• Input material:
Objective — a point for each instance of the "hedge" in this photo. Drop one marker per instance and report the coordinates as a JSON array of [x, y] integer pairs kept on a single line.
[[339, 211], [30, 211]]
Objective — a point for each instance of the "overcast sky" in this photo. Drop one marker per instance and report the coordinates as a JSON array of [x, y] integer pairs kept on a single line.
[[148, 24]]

==

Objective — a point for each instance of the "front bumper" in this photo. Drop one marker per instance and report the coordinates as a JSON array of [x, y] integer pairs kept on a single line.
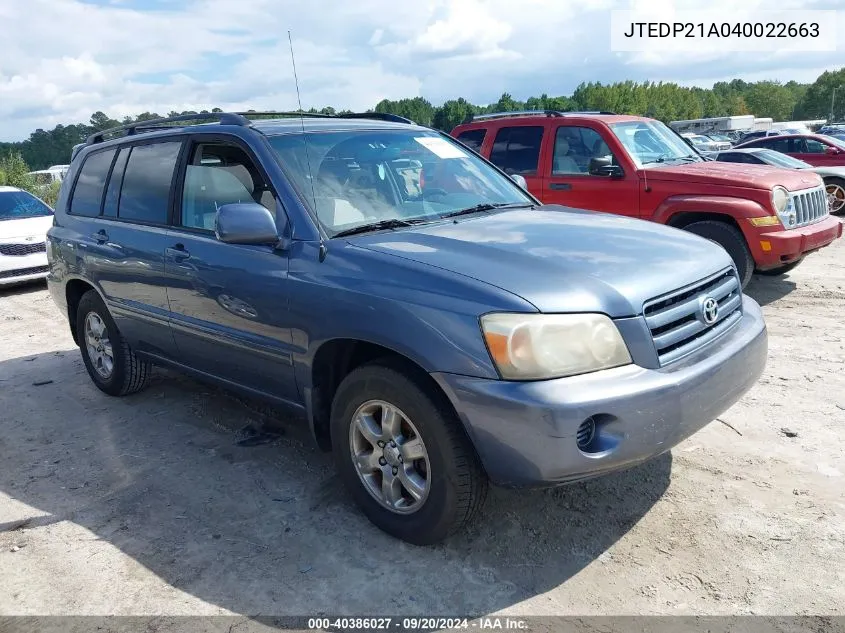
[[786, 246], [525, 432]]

• Goal:
From the material above, pull out every line that contains the string "overcast", matching case exactly.

• Answer to the problem:
Objective — a point for each instance of the "overcast sky" in this photo. Drop one marker per instance and report the coordinates as a JSON array of [x, y] integer pairs kept on a single line.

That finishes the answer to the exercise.